Return every line of the records below without changing anything.

☆ ☆ ☆ ☆ ☆ ☆ ☆

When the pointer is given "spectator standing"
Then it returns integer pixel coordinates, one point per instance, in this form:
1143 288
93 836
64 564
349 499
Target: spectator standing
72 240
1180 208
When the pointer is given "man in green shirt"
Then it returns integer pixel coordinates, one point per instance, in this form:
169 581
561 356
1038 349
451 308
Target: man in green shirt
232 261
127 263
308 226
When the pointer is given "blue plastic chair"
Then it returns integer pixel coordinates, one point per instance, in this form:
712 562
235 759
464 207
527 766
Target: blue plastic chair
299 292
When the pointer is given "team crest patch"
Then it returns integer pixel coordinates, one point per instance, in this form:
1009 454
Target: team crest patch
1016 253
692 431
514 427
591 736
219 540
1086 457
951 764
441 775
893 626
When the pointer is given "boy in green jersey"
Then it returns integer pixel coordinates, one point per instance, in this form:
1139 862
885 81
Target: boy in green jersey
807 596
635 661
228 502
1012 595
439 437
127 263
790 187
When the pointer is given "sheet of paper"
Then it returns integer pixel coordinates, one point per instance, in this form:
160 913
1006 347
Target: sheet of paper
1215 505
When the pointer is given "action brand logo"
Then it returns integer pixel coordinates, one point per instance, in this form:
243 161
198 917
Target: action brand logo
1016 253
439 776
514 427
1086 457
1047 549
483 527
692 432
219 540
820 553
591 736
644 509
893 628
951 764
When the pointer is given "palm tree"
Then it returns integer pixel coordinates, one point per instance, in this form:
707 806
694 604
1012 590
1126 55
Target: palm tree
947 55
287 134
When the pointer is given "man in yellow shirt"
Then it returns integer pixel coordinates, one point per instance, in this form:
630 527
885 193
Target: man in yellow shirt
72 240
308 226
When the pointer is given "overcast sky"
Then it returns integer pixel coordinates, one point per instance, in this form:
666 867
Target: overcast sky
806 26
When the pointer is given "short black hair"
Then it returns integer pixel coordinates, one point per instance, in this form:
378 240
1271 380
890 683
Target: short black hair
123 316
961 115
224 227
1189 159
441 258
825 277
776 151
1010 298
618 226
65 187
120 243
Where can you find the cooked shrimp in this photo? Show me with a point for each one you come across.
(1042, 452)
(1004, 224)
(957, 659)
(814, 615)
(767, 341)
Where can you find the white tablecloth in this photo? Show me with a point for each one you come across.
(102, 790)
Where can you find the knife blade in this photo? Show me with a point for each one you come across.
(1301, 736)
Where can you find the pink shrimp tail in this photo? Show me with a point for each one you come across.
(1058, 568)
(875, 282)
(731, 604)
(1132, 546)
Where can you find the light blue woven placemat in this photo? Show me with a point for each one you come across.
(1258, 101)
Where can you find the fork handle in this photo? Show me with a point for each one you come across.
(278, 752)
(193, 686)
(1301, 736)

☆ ☆ ☆ ☆ ☆ ☆ ☆

Solution to the problem:
When the pointer is given "spectator standing"
Then it returns integer pixel coordinates, one point per instance, in this form:
1143 288
93 836
64 564
349 499
Target: spectator standing
72 240
1180 208
When the pointer is given "man in green shirt"
Then it returns integer pixel coordinates, one point per instance, in this form:
169 581
561 356
1038 349
451 308
Target: man in green shirt
232 261
127 263
308 226
When the pointer is given "blue plastic chair"
Then it returns integer pixel coordinates, one point per instance, in this form:
712 562
235 759
464 207
527 766
Target: blue plastic chair
299 292
When the pointer is given "team crest patch"
Then it returns integer pixel coordinates, one point per instance, in this form:
1009 454
Target: team crest patch
1016 253
692 431
514 427
591 736
219 540
1086 457
951 764
441 775
893 626
When the pointer is given "boy in green jersey"
Then it returns integer pixel coordinates, one point per instance, in this form:
1139 862
885 81
Target: boy in green jersey
807 596
635 661
228 502
1012 595
439 437
127 263
790 187
When the pointer is given "sheet of paper"
Then it returns integer pixel coordinates, one point per instance, in this form:
160 913
1006 347
Target: sheet of paper
1215 505
When the pointer is given "action brand logo"
Then it returns integer pixel coordinates, one point per instance, in this form:
243 161
198 917
Target: action brand logo
1016 253
439 776
514 427
1086 457
1047 549
483 527
692 432
219 540
820 553
591 736
644 509
893 628
951 764
When the pointer is given "palm tree"
Then it returns integer pixel coordinates, one point per instance, in this form:
707 806
694 604
1012 590
1126 55
Target: palm tree
947 55
287 134
When the pointer is given "man in yellow shirt"
Then it returns integer pixel coordinates, one point per instance, in this form:
630 527
885 193
Target: man in yellow shirt
72 240
308 226
When the pointer is given "overcast sky"
Then it returns integer pixel coordinates, one point per instance, in this form:
666 867
Target: overcast sky
806 26
When the pointer is given "short black hair"
Then it returns integer pixel coordinates, one point per instance, in this form:
378 240
1271 380
890 683
Target: short black hair
123 316
961 115
224 227
1189 159
441 258
825 277
776 151
1010 298
618 226
65 187
120 243
Where can you find the cooked shrimp in this photo? Show me with a point for each one you come across.
(1042, 452)
(1004, 224)
(957, 659)
(814, 615)
(767, 341)
Where can you find the white tablecloth in this photo? Show me with a point for each one you come across.
(102, 790)
Where can you find the knife blade in this photo? Show me with a point for each one you come across.
(1301, 736)
Where can you find the pink shrimp tail in this photo? Show me with a point for each one you come across.
(1058, 568)
(875, 282)
(731, 604)
(1132, 546)
Where can you find the light blue woven placemat in this photo? Show me with a point for each one you come across.
(1258, 101)
Where can you find the fork handle in this photo? Show me with a point for each one you come across.
(278, 752)
(193, 686)
(1301, 736)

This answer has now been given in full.